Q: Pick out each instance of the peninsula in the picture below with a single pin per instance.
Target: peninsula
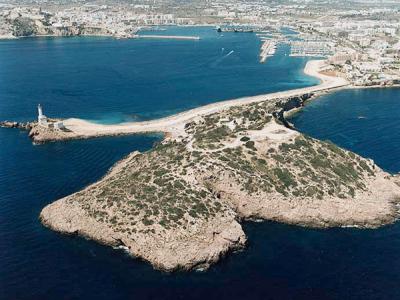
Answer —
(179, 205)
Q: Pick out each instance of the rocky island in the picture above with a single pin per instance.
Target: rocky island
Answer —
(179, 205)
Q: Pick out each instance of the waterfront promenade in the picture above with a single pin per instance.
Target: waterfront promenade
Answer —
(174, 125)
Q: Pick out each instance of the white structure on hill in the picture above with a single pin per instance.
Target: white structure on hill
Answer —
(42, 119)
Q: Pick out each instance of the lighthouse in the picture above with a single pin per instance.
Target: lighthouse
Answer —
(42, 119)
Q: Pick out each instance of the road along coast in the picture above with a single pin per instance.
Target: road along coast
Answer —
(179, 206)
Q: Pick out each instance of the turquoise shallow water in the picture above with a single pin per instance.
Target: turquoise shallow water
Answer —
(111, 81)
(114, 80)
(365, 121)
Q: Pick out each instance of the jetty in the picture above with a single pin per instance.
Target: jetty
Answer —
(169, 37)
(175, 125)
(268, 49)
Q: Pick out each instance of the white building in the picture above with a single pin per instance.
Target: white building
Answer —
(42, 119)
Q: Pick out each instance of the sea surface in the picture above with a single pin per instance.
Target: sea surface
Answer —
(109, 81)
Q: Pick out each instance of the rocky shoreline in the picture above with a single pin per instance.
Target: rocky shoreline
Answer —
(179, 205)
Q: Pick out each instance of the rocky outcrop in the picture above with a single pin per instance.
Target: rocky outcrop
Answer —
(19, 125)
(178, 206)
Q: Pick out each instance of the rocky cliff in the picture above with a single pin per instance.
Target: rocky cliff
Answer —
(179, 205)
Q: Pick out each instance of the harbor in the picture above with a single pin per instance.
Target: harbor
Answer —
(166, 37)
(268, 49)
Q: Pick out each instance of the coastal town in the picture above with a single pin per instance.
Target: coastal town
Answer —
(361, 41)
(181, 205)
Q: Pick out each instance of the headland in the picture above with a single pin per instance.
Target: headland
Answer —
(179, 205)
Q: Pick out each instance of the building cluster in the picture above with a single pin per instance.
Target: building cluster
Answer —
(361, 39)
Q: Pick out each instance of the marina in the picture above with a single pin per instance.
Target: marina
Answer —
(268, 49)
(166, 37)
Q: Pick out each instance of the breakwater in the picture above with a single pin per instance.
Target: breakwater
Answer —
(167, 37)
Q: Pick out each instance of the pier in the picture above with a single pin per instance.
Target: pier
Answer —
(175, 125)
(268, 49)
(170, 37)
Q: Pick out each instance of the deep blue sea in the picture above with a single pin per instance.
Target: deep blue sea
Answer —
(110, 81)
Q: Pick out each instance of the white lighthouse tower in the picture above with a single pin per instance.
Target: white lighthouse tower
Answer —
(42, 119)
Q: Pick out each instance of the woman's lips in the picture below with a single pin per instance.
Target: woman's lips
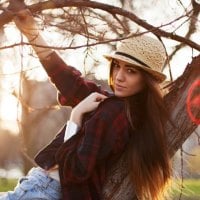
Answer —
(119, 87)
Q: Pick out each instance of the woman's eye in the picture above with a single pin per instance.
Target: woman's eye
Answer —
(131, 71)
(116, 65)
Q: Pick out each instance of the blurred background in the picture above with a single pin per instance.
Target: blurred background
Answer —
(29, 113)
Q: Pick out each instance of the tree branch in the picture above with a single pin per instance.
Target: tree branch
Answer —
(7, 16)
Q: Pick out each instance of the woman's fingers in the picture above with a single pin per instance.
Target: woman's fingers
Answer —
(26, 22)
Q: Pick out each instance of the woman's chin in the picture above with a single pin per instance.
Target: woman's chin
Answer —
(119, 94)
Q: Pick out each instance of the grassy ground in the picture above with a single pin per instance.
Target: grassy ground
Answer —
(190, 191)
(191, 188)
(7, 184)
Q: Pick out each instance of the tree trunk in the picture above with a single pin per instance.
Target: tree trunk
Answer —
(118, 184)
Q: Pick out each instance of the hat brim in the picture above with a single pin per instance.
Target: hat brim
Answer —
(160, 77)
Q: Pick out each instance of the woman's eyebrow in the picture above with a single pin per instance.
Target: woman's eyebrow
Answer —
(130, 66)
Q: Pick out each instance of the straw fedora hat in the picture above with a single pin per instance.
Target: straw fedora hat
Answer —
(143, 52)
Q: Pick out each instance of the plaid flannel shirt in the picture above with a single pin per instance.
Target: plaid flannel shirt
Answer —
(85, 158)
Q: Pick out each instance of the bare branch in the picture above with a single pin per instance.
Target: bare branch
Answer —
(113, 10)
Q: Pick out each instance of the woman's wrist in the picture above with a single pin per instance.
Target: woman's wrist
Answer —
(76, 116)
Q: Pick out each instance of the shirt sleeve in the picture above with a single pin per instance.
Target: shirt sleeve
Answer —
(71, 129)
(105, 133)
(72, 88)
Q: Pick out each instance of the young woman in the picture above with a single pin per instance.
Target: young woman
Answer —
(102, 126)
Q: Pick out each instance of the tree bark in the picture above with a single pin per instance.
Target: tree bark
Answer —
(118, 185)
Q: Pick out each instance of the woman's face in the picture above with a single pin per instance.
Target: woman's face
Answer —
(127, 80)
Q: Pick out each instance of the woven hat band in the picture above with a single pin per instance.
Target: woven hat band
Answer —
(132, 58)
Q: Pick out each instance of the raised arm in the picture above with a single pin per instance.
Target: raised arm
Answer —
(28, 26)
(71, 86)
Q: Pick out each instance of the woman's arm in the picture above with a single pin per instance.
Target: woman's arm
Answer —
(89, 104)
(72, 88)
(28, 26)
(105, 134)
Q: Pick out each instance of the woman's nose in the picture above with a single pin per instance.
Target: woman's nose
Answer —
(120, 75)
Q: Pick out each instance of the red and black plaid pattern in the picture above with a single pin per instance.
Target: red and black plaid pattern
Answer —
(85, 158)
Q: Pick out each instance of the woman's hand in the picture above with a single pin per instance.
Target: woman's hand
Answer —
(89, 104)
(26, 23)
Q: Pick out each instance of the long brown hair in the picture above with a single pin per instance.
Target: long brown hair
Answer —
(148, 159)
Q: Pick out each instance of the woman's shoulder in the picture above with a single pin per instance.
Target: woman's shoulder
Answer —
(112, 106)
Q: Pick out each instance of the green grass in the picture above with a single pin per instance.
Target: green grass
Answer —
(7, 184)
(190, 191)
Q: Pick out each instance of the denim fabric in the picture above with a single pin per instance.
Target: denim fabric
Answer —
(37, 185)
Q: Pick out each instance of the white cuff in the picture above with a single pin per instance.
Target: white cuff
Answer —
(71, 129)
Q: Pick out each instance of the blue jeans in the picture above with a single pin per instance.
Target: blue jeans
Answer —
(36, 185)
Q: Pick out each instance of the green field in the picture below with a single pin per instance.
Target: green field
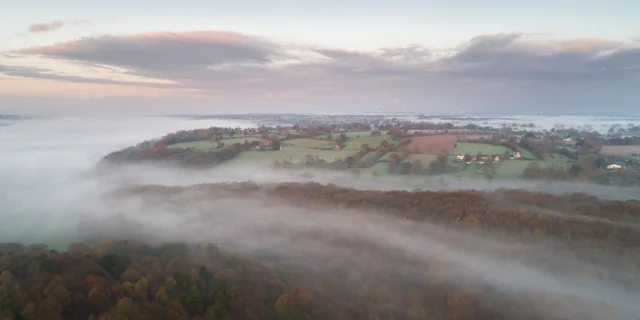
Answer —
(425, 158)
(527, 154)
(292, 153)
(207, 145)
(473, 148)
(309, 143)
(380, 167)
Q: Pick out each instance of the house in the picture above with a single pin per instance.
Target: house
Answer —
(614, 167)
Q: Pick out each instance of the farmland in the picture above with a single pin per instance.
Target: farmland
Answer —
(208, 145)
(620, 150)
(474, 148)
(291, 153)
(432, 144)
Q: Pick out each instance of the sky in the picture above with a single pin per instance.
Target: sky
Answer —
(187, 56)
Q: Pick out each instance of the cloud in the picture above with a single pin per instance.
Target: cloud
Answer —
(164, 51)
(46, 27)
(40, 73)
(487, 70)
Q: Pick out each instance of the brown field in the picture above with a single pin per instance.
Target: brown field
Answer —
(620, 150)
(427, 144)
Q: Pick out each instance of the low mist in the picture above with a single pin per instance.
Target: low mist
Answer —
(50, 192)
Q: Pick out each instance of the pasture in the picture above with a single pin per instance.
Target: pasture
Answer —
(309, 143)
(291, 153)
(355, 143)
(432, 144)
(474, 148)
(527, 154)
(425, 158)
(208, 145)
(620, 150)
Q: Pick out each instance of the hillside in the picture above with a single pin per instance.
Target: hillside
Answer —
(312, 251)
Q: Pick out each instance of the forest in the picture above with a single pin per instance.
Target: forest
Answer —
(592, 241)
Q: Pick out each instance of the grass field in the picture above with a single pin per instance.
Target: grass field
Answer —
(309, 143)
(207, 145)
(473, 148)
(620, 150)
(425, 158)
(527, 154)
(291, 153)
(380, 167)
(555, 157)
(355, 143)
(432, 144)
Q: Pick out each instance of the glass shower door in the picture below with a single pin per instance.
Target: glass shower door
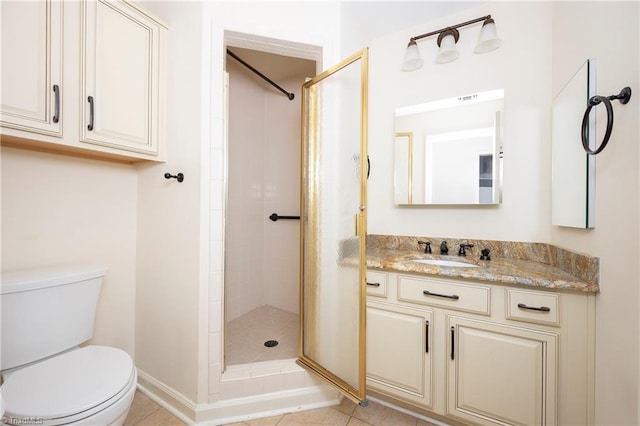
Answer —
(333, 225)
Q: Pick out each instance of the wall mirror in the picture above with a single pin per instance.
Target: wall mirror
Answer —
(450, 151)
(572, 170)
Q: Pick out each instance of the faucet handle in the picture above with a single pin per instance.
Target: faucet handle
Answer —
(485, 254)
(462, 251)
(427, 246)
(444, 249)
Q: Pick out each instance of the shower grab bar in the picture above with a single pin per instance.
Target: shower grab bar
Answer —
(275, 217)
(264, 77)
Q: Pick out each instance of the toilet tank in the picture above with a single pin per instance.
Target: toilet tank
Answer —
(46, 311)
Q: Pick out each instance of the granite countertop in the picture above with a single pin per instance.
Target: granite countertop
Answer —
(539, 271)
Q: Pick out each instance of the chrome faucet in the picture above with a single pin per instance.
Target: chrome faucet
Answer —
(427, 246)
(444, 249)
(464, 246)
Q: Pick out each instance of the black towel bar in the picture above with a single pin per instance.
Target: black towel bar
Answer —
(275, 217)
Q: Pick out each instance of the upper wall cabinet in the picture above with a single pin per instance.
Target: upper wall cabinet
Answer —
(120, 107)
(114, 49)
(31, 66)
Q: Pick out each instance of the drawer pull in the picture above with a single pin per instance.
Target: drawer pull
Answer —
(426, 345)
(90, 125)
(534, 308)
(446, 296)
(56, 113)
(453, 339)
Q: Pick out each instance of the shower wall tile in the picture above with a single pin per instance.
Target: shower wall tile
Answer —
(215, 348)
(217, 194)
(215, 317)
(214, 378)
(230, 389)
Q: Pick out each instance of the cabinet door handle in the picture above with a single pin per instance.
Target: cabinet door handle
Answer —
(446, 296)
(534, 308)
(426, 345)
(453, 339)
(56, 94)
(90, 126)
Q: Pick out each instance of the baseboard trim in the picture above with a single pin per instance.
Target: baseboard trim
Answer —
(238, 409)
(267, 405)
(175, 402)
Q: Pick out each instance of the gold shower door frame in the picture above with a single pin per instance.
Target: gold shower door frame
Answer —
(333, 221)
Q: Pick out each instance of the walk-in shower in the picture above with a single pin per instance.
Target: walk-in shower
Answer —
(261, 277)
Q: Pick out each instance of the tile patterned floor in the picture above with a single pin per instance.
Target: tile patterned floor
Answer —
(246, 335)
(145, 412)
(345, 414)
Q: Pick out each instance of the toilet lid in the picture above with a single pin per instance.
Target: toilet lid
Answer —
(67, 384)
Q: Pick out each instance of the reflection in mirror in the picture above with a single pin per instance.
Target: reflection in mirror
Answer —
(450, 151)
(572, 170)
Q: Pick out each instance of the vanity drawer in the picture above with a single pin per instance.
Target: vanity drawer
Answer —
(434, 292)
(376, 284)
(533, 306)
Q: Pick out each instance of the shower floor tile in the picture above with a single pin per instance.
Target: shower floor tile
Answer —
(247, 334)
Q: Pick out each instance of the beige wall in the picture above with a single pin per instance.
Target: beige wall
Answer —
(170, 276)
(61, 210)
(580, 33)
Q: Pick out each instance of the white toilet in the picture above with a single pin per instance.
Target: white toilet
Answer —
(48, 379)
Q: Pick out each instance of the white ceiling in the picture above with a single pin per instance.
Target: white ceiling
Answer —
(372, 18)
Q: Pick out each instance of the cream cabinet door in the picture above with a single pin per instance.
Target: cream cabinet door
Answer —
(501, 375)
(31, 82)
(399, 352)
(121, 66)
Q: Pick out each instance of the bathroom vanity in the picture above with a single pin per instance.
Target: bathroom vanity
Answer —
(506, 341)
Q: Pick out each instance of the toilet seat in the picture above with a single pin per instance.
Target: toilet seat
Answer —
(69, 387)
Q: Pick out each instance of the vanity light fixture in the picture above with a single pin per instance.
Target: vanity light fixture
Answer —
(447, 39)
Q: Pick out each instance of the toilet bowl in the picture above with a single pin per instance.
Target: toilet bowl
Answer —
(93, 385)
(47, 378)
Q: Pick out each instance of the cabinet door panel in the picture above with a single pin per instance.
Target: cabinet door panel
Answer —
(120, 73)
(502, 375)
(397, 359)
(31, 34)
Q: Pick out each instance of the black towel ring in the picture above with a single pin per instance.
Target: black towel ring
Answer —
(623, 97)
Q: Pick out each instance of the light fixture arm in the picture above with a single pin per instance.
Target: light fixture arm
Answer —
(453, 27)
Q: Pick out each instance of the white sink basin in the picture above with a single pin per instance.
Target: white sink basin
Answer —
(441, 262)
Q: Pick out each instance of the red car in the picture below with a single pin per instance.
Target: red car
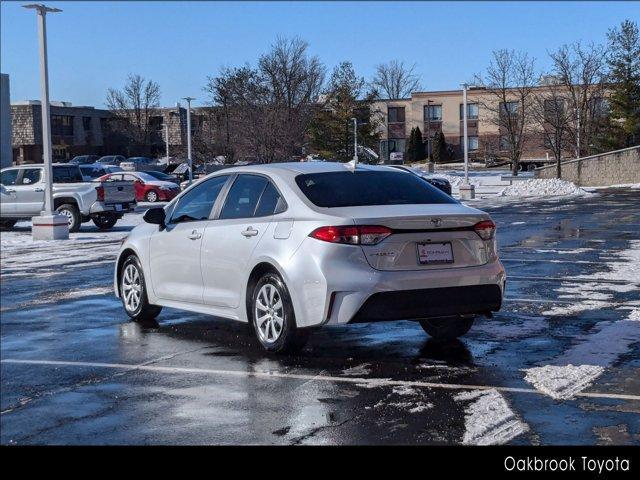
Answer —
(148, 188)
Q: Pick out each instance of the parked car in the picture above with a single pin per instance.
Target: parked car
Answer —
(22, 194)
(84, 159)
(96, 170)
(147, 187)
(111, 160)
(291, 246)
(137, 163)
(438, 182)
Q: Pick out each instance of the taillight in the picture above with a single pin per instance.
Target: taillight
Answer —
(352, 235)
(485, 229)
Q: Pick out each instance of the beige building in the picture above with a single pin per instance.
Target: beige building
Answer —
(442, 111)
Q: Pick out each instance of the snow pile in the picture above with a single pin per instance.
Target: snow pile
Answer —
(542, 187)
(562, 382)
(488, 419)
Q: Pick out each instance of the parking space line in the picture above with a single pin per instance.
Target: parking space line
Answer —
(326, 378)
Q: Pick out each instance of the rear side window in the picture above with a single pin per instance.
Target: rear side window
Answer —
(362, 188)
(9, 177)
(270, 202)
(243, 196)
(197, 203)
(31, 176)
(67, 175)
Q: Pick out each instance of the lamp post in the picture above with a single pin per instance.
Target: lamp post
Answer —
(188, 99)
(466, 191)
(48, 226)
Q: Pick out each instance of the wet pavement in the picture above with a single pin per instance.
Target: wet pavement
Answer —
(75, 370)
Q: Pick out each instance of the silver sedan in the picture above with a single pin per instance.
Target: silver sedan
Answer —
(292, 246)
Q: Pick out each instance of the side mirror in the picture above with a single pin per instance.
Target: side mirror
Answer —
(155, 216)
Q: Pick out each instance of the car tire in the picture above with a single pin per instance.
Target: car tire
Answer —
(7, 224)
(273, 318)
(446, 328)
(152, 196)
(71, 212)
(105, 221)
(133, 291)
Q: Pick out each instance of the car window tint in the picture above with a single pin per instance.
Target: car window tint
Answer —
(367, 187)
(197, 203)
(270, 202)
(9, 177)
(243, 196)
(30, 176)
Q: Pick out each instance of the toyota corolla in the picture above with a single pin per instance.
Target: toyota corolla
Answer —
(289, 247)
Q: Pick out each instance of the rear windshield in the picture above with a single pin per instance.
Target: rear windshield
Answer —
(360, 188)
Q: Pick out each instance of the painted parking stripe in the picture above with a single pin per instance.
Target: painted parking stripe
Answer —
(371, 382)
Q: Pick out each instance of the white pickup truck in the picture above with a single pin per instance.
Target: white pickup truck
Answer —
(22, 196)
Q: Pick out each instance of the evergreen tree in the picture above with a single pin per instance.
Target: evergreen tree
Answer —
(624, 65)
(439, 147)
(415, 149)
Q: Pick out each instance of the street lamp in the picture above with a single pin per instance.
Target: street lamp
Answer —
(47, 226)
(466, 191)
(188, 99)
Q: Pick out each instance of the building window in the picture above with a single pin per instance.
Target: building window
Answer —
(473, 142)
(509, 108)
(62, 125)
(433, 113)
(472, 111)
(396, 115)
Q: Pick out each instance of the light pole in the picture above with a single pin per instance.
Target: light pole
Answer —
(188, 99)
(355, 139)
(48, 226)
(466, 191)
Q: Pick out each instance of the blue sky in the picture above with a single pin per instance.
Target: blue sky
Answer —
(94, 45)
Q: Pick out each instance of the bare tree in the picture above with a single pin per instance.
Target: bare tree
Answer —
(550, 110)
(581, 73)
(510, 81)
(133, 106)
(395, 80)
——
● **EXERCISE BRIEF**: Please filter the entries for the word "brown" and copy the lines that have it.

● **REPLY TO THE TASK**:
Q: Pick out each instance of the long brown hair in the picture above with a single pin per instance.
Target: long brown hair
Q: Pick out each instance of the brown field in the picture above with a single pin per instance.
Target: brown field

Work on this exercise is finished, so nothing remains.